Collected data
________________________

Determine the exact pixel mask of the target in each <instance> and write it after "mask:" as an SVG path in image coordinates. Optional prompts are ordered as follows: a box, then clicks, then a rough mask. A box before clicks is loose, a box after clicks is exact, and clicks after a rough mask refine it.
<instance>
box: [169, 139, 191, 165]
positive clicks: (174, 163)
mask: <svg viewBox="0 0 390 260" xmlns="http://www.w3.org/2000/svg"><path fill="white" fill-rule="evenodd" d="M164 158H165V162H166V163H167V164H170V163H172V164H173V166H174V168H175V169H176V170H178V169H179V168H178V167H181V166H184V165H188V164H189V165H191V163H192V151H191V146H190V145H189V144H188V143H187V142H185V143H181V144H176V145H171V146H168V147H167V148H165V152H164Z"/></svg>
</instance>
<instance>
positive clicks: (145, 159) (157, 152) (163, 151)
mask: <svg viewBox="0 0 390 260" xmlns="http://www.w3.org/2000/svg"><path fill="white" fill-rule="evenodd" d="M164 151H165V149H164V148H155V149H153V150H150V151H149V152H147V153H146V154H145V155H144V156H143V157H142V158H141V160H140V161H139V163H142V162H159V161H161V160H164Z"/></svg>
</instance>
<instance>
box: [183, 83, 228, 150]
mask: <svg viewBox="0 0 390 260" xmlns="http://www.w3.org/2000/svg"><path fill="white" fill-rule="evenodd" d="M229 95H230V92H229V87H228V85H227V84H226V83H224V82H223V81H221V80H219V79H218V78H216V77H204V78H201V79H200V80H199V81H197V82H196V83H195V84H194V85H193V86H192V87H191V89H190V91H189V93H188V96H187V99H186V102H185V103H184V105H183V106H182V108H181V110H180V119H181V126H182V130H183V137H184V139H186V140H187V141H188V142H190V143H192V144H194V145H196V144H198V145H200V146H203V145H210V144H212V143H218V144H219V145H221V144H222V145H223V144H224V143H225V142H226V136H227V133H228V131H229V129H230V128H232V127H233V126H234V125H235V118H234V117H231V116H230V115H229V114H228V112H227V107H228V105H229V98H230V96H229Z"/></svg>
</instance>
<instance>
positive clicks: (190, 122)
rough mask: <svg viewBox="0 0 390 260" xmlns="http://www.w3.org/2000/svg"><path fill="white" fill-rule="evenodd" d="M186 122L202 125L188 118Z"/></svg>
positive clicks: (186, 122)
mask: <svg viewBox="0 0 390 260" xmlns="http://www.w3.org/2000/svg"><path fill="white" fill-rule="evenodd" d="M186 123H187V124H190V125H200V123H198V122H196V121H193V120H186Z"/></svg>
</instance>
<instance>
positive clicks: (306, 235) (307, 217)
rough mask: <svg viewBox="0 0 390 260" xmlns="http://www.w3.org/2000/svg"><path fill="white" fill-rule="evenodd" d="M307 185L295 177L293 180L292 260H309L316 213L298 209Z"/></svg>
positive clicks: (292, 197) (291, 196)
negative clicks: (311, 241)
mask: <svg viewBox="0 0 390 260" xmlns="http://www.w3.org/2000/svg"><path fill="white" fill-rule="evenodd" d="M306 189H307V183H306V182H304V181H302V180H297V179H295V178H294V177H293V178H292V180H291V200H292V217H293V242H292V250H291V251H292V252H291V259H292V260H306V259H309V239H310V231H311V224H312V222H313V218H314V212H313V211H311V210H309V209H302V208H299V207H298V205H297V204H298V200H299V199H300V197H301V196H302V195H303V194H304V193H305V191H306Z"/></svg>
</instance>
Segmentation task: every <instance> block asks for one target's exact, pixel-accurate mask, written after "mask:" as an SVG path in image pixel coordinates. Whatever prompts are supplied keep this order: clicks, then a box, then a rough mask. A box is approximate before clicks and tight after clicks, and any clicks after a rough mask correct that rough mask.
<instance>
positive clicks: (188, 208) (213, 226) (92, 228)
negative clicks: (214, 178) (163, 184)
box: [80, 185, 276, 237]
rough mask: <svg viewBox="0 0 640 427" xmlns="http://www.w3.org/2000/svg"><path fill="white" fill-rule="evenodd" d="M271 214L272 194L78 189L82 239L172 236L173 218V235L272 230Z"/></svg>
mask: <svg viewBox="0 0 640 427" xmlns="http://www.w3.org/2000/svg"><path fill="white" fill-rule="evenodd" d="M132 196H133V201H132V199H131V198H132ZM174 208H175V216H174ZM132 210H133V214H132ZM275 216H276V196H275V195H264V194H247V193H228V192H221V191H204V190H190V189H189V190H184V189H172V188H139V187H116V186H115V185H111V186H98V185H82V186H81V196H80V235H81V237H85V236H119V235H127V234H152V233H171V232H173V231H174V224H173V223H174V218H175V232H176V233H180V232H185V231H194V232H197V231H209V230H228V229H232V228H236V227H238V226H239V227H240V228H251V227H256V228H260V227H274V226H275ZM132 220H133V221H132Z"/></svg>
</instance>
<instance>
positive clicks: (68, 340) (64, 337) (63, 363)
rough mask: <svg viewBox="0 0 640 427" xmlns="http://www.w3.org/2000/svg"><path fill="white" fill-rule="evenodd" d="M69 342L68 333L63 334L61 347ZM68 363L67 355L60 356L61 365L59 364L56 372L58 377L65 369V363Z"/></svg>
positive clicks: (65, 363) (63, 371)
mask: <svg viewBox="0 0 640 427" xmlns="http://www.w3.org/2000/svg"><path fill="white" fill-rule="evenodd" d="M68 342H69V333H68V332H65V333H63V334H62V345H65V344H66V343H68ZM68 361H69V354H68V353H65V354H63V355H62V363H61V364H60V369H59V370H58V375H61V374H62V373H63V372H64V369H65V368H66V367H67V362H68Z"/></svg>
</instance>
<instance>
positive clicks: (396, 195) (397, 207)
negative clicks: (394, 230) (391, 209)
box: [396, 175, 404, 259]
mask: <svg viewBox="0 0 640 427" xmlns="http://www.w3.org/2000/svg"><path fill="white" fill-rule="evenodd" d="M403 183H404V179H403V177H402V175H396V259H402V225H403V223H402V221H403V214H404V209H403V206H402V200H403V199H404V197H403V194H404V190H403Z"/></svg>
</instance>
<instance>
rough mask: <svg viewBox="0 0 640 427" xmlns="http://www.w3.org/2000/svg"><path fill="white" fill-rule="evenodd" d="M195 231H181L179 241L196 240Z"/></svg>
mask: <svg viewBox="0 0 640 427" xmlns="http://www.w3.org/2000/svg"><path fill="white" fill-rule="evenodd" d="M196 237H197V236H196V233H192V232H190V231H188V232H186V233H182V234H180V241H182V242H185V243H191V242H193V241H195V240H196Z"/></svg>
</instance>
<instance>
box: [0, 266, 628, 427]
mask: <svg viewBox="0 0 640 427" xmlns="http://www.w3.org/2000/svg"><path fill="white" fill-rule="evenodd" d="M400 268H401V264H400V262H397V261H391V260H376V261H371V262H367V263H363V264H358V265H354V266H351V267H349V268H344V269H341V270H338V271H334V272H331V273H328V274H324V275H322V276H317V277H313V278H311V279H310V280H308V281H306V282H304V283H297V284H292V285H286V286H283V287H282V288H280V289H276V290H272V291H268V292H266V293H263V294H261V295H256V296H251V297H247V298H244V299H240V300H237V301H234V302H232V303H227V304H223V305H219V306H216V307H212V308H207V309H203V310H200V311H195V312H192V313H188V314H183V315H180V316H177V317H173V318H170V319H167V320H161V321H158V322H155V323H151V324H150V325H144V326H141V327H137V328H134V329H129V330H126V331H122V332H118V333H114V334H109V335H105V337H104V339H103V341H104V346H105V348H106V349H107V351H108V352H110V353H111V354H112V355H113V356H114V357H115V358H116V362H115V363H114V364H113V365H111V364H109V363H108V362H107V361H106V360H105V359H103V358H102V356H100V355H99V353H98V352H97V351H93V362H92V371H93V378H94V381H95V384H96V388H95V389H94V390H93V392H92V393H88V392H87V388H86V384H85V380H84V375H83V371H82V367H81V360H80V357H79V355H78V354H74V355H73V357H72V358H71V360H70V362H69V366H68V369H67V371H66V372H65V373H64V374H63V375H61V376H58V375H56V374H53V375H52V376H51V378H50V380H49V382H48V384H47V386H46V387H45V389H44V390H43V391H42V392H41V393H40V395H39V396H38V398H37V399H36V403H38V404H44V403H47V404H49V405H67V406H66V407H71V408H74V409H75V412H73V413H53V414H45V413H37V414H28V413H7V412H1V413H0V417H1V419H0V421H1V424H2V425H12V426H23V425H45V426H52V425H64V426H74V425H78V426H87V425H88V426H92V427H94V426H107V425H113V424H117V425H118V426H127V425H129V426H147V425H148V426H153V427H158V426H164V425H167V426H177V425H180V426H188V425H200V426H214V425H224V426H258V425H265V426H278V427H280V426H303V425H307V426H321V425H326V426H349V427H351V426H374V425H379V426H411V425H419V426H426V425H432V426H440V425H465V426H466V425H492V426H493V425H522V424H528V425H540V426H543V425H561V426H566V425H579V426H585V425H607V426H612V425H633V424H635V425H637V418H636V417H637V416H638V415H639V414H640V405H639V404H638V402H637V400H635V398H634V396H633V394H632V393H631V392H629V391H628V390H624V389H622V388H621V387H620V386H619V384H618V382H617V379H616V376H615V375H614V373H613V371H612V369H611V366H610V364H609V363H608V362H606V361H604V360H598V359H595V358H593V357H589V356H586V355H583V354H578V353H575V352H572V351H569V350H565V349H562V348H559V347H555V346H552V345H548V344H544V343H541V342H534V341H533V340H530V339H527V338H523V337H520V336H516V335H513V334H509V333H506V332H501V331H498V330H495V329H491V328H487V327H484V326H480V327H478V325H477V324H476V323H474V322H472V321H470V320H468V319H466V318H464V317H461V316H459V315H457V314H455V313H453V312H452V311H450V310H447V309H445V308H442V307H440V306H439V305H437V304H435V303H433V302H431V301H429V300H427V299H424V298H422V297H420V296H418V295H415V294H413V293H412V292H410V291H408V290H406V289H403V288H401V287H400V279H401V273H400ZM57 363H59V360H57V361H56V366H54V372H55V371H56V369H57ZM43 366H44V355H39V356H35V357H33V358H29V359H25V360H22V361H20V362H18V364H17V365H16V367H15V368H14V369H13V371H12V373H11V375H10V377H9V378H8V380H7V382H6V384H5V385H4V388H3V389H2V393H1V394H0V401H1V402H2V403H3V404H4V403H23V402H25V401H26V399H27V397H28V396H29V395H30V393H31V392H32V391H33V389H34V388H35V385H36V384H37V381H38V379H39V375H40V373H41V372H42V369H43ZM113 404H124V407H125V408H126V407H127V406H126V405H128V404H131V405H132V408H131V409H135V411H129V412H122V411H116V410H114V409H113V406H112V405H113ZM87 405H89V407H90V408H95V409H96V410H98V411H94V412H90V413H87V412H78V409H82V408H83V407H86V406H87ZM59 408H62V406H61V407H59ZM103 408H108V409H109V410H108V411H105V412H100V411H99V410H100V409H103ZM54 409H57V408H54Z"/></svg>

________________________

### Exercise prompt
Across all the records above, how many lines hold the word "exact"? Answer with only that number.

### Expected answer
2